- [What to work on]
With the pictures omitted, transcribe each line below exactly as it is.

Natural-language object grounding data

__________

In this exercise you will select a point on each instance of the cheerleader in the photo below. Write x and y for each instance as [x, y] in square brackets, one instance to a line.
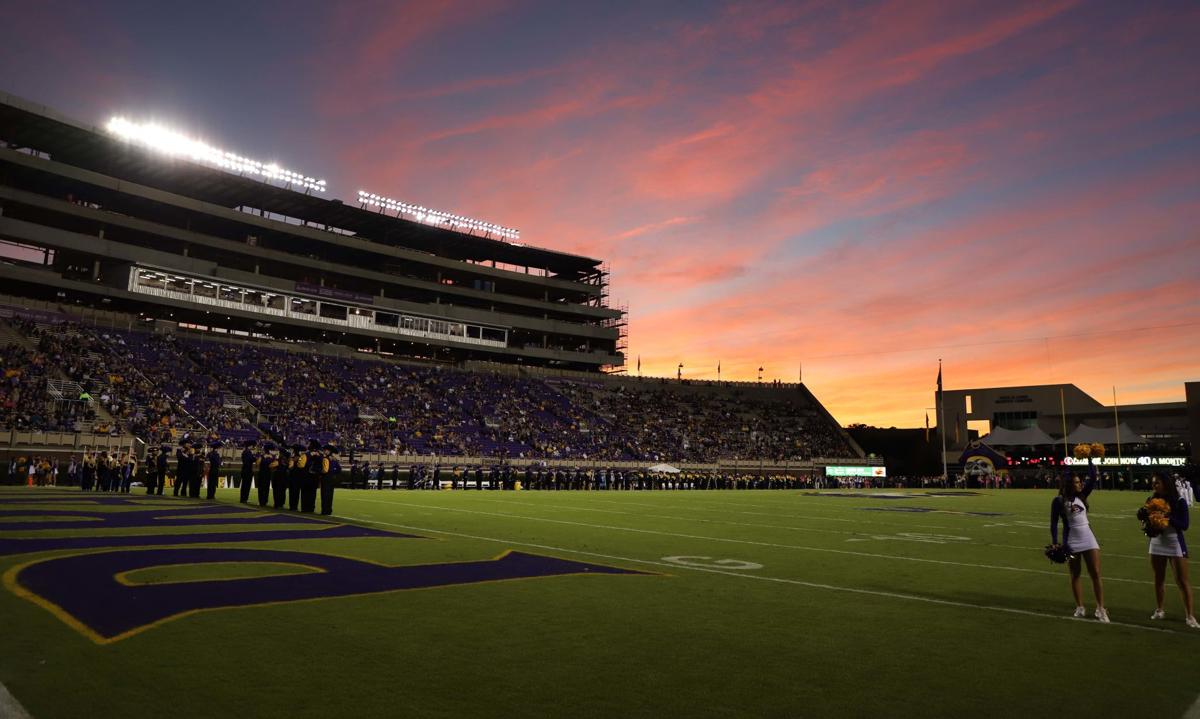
[1170, 546]
[1071, 507]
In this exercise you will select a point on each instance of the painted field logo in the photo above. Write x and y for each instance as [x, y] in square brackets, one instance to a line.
[88, 592]
[94, 592]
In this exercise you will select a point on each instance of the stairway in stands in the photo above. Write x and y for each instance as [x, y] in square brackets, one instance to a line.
[60, 387]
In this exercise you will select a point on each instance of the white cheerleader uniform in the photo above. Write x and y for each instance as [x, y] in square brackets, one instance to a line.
[1167, 544]
[1079, 535]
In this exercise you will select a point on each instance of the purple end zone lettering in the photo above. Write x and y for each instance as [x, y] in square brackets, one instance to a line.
[83, 589]
[186, 516]
[241, 522]
[43, 544]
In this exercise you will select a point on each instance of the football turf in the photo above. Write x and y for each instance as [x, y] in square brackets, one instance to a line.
[736, 604]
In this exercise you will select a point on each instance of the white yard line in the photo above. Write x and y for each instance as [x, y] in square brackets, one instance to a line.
[11, 708]
[766, 514]
[745, 541]
[663, 516]
[1194, 712]
[763, 579]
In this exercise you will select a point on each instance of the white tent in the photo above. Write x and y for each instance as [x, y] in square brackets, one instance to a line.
[1026, 437]
[1104, 435]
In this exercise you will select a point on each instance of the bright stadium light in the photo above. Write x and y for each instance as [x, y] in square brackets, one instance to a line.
[429, 216]
[169, 142]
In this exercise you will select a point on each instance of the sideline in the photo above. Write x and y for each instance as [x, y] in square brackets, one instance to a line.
[730, 540]
[11, 708]
[774, 580]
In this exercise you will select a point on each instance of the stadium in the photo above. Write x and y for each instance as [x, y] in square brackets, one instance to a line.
[178, 318]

__________

- [Task answer]
In this exercise you will select a point on each instance of the cheerleader in the photo below. Write x and y for each instance as [x, y] in square brackets, one instance to a line.
[1170, 546]
[1071, 507]
In this exercise you will select a point on each instance of the painted field logo in the photo above. Write x and y for each instance as [x, y] in square brackets, one instance to a line.
[88, 592]
[94, 592]
In this exercise you will select a point on each instance of the stairway in stands in the photo above. Write x and y for each instance as [x, y] in square brackets, one instance to a line.
[60, 387]
In this exercise you will select a point on each instance of the white cheerleader uniform in the photo above. Write x and y for each instance as [x, y] in square brackets, one instance to a line.
[1167, 544]
[1079, 535]
In this exercise you will select a point on each instance of the purple end zone lettering in the photo above. Write x and y for each instance as [x, y] in square brackets, one instance to a line.
[83, 589]
[186, 516]
[241, 522]
[43, 544]
In this exercise you will select a point on each instance of the football turf in the photo above. Write x and y for each instance as [x, y] in square brackets, one instance to a line.
[736, 604]
In this exercise you will select a point on each instance of the white yard line in the photo above. Write x and y for each instance as [x, y] in square brackets, one instance to a line.
[11, 708]
[766, 514]
[745, 541]
[663, 516]
[1194, 712]
[763, 579]
In this exercise you will select a point on each instance of the white tent in the photo above. Write x and y for each instance as [x, y] in square brackets, one instance to a line.
[1026, 437]
[1104, 435]
In this exercise you will select a point on each instance of the bright stadium light in the photo above. Write x and y for each instance as [x, y] in square brackets, one instance to a line.
[429, 216]
[169, 142]
In this exercise you will select a point on each instance of the sideline in the photo above. Write x and y for each instance as [x, y] in square brackets, one instance to a line.
[730, 540]
[11, 708]
[774, 580]
In this exercise you will select a point on each instance of the stadium in the photo above. Write x and y for each instance as [x, y] in square brackets, one instance to a line.
[178, 318]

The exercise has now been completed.